Your goal: Continue the passage about the financial crisis commission's membership, picking up after its final sentence; don't continue the data that follow it.

Document passage:
— start —
Congress mandated the commission in the mortgage fraud law enacted in May, which was modeled on the bipartisan commission that investigated the Sept. 11, 2001, terrorist attacks. The commission is intended to do a thorough study of the underpinnings of the financial crisis.

Democratic leaders picked Phil Angelides, the former California state treasurer, to be commission chairman. Other Democratic appointees include Brooksley Born, the former Commodity Futures Trading Commission chairman; Bob Graham, the former Florida senator; Byron Georgiou, a financial blogger who is on the advisory board of Harvard Law School's Program on Corporate Governance; Heather Murren, a former Merrill Lynch & Co. executive; and John Thompson, the chairman of software security firm Symantec Corp.

Former California Rep. Bill Thomas is to lead the Republicans as the commission's vice chairman. Beyond Wallison, the GOP appointed Douglas Holtz-Eakin, the leading economic adviser to Sen. John McCain's presidential campaign, and Keith Hennessey, who worked on the National Economic Council during the Bush administration, to sit on the panel.

Notably absent from the commission membership is anyone who has worked inside a banking agency. "They don't want the regulators' perspective," said Kevin Jacques, the chairman of the finance department at Baldwin-Wallace College. "Congress wants to make sure that when the commission comes back and says, 'here's what we found,' it's not going to be from a commission worried about regulatory turf."

Many observers are looking to Angelides, the commission's chairman, as a possible guide to the panel's conclusions. Many cited his past work as California's state treasurer, a post he held for eight years. "He was way ahead of the curve in terms of identifying some of these practices that I believe led to our crisis," said California State Assemblyman Ted Lieu, a Democrat.

Lieu also credited Angelides with recognizing California's looming budget deficit and warning the state's voters of its dangers in his 2006 bid for governor.

But a source who served with him on a pension fund board — Angelides sat on the boards of both Calpers and the California State Teachers' Retirement System — said his management style too often crossed over into social activism. "He had become very socially active on a corporate level," the source said. "His way of operating struck me kind of funny from the standpoint that he would not support buying issues in companies that didn't have enough transparency."
— end —
Supplied data:
— start —
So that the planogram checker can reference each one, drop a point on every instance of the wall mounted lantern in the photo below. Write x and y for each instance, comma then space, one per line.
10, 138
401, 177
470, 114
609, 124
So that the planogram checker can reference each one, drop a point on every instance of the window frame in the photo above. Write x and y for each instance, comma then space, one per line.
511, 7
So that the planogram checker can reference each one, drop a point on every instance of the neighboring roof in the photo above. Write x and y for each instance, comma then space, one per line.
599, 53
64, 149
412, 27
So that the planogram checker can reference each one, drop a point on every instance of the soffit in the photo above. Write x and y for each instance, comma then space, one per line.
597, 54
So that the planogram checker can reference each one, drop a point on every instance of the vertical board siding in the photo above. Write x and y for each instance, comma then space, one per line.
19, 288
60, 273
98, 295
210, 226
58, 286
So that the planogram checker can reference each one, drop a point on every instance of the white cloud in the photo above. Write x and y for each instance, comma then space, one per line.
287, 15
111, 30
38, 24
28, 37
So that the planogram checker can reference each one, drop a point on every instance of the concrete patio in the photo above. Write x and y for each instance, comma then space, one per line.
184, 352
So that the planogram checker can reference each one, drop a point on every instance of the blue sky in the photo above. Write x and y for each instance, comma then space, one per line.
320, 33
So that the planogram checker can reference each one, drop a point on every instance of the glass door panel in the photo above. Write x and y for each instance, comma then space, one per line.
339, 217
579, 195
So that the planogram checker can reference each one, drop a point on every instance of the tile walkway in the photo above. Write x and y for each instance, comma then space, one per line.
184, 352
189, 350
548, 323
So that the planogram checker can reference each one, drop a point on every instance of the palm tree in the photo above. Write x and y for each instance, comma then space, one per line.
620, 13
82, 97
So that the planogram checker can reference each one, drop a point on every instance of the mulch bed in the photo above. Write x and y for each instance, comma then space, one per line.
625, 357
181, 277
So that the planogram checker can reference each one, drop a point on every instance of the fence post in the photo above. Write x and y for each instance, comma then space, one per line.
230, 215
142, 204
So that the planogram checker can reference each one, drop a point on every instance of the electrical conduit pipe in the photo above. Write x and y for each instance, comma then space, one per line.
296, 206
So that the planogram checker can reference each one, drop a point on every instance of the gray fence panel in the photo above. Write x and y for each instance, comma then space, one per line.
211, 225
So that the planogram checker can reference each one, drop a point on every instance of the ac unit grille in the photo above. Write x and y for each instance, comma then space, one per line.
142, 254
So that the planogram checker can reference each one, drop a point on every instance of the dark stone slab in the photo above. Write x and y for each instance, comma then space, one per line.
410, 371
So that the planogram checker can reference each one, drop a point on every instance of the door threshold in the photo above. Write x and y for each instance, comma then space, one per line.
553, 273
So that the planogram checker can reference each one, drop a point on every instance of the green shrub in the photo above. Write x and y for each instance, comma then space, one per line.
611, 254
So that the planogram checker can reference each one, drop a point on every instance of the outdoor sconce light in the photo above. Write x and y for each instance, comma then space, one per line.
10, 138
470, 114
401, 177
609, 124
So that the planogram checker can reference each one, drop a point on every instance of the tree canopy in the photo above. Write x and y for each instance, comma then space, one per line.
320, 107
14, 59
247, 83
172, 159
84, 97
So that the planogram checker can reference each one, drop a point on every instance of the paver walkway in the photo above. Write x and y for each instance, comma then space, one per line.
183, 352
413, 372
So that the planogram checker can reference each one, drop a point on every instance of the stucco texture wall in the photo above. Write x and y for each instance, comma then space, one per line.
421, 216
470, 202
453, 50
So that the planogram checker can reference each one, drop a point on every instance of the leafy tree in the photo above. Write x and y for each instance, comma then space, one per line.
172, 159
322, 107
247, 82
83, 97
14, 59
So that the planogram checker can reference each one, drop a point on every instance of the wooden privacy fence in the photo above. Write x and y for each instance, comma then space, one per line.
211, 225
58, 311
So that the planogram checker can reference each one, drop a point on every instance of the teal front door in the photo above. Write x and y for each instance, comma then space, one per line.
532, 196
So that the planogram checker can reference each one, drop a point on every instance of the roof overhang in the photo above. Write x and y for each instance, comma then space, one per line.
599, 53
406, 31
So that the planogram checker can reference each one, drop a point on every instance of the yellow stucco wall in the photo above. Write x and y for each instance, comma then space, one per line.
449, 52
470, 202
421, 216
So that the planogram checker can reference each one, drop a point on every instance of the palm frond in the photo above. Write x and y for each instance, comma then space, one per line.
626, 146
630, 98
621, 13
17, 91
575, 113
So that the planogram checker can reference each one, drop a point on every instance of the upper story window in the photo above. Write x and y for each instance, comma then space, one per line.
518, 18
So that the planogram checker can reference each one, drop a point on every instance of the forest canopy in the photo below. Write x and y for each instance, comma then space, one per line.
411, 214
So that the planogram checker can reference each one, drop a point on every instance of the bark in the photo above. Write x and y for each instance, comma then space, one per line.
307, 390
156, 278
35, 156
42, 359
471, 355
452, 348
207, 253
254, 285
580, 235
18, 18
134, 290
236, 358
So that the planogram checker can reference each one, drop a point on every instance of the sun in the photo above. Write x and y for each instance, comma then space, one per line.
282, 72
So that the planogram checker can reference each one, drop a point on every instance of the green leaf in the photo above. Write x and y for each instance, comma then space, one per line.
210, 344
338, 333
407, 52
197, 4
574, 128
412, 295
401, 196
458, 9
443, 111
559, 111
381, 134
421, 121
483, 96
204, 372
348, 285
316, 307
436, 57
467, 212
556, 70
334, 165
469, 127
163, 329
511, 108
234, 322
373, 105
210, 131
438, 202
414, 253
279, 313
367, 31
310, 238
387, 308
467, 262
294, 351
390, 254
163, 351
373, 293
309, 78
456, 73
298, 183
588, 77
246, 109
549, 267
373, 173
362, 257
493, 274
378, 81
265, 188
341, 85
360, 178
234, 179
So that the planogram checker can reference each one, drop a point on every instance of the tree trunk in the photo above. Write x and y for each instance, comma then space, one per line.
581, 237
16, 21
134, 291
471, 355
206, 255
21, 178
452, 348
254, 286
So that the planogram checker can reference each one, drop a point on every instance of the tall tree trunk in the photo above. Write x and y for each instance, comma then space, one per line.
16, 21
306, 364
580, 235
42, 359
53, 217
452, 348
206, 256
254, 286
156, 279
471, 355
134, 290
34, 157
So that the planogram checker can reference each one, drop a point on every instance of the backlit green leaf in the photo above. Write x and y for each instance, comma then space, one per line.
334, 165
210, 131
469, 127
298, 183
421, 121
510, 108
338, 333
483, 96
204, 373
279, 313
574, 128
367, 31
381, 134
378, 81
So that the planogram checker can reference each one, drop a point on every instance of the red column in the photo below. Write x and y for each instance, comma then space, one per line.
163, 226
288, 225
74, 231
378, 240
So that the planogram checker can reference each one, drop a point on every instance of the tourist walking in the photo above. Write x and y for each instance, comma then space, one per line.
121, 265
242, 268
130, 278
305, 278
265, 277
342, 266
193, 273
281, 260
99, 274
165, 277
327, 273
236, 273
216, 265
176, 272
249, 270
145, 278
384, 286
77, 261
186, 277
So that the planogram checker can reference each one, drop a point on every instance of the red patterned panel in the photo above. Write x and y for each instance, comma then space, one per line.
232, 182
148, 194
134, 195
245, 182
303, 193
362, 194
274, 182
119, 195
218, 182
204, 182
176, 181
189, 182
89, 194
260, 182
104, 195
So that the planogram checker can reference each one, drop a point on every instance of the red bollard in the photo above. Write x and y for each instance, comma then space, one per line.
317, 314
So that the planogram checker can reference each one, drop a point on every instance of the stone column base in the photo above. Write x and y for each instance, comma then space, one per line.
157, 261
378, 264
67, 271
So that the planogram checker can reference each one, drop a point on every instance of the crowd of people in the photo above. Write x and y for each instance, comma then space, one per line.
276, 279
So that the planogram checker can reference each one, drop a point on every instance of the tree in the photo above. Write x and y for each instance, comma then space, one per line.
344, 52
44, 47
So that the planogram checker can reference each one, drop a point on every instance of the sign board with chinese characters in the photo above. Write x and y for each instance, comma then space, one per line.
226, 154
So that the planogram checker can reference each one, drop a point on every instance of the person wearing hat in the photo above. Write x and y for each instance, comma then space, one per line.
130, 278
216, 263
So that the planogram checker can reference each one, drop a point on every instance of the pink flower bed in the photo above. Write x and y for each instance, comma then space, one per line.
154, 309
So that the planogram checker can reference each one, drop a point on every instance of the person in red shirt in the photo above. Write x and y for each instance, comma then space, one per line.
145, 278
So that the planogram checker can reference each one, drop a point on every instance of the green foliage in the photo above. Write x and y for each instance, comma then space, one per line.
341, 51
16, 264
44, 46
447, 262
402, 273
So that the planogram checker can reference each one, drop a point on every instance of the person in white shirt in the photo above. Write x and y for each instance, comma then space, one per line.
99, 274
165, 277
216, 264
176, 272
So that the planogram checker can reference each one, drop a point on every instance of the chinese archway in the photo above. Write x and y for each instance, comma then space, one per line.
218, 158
— end —
Response:
The source also questioned Angelides' ability to preside over a group of people holding very different opinions, suggesting he might let his own views dominate.

"Angelides had significant control over the group" as a pension fund board member, the source said. "He's a forceful leader."

Joining Angelides on the commission as executive director is Thomas Greene, who is California's special assistant attorney general. Observers said having a prosecutor on the commission could help. "Prosecutors have had to put together cases, do witness interviews — it's good training," said Ron Glancz, a partner at Venable LLC.

Still, others questioned whether Greene — whose biggest case may have been the antitrust suit against Microsoft Corp. — will be well versed in the minutiae of the financial engineering that contributed to the crisis.

"You would like to have somebody that is comfortable with finance, financial concepts and understands the basic processes," said Lawrence White, a professor at New York University's Stern School of Business. "Antitrust is good stuff, but I don't think that gives you a leg up in finance."

Ultimately, the success of the commission could hinge on how well its members, who hail from diverse spots along the political spectrum, get along. Wallison said he expects panel members to be collegial — initially.

"Everyone is going to be very accommodating to everyone else's views at the beginning," he said. "But you eventually come to a point where there are serious differences, and the real question is whether people will maintain their equanimity in those situations."